Mount Kellett, after reaching 10%, was obligated under Canada's
Early Warning System to file all of its trades and the prices paid
for Baja shares. Mount Kellett was also obligated to distribute a
news release after it reached 10% and should have issued follow-on
news releases with each additional 2% acquired.
As previously disclosed, Mount Kellett has requisitioned a
meeting of shareholders to change Baja's Board. Baja believes Mount
Kellett's initiative is part of a creeping takeover plan. For a
more complete explanation Baja urges shareholders to carefully read
Baja's Management Information Circular and related materials, which
were mailed to shareholders and posted to Baja's website and
SEDAR.
Baja urges shareholders to vote AGAINST Mount Kellett's director
removal resolution, and AGAINST Mount Kellett's Board expansion
resolution. Baja urges shareholders to vote WITHHOLD for the two
Mount Kellett nominees to the Board, Stephen Lehner (an employee of
Mount Kellett) and Lorie Waisberg. Shareholders should vote only
their GOLD proxy well in advance of the proxy voting deadline of
March 30, 2012 at 10:00 a.m. (Vancouver Time).
The complete letter of complaint to the BC Securities Commission
follows (except for copies of Mount Kellett's actual SEDAR filings,
which are available at www.sedar.com under the Baja company
profile).
British Columbia Securities Commission
701 West Georgia Street
P.O. Box 10142, Pacific Centre
Vancouver, B.C. V7Y 1L2
Attention: Lang Evans, Director, Enforcement Division
Dear Mr. Evans
We, Baja Mining Corp. ("Baja"), are writing to express our grave
concern regarding apparent contraventions of British Columbia early
warning and insider reporting requirements by Mount Kellett Master
Fund II A LP and Mount Kellett Capital Management LP (together,
"Mount Kellett")(1).
We believe Mount Kellett committed the contraventions last year
while acquiring an aggregate of 19.9% of Baja's issued and
outstanding common shares (the "Trades"). It is Baja's belief that
there are sellers of its shares who might have acted differently
had they known that Mount Kellett was accumulating shares and
intended to seek control.

### Dataset content:
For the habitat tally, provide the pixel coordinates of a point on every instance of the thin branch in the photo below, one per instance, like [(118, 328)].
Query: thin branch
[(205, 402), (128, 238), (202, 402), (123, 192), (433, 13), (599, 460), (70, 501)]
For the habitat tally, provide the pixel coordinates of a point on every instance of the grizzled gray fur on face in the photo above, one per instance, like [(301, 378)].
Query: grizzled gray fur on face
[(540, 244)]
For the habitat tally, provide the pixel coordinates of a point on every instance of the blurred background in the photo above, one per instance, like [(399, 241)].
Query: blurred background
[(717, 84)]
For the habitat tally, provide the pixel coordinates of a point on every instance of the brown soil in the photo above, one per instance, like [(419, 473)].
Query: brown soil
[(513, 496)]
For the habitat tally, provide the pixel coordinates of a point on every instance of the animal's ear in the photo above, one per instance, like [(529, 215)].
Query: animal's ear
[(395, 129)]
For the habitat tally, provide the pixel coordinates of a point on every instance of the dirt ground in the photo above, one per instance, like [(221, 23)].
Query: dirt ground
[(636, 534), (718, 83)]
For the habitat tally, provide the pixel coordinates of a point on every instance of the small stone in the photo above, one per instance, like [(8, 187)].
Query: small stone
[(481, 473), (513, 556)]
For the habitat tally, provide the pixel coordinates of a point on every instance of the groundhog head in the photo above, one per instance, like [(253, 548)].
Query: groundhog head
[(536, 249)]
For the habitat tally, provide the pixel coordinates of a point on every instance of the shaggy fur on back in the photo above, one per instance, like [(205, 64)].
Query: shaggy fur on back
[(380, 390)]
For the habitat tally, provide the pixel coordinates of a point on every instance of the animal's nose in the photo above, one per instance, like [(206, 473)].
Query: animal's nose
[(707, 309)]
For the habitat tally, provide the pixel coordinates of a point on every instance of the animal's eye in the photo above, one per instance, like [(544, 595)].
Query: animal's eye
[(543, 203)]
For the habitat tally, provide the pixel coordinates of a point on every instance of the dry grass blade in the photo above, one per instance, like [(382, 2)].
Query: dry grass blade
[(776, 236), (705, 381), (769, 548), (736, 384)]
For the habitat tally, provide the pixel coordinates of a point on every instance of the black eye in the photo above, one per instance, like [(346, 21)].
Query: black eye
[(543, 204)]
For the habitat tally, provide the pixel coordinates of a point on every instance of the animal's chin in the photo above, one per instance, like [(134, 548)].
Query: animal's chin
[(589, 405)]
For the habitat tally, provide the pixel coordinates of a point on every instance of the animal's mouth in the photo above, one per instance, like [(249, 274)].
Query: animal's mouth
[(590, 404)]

### What this task involves:
Copy the Baja and Mount Kellett text from "As previously disclosed, Mount" down to "a.m. (Vancouver Time).", replacing "GOLD" with "WHITE".

### Written response:
As previously disclosed, Mount Kellett has requisitioned a
meeting of shareholders to change Baja's Board. Baja believes Mount
Kellett's initiative is part of a creeping takeover plan. For a
more complete explanation Baja urges shareholders to carefully read
Baja's Management Information Circular and related materials, which
were mailed to shareholders and posted to Baja's website and
SEDAR.
Baja urges shareholders to vote AGAINST Mount Kellett's director
removal resolution, and AGAINST Mount Kellett's Board expansion
resolution. Baja urges shareholders to vote WITHHOLD for the two
Mount Kellett nominees to the Board, Stephen Lehner (an employee of
Mount Kellett) and Lorie Waisberg. Shareholders should vote only
their WHITE proxy well in advance of the proxy voting deadline of
March 30, 2012 at 10:00 a.m. (Vancouver Time).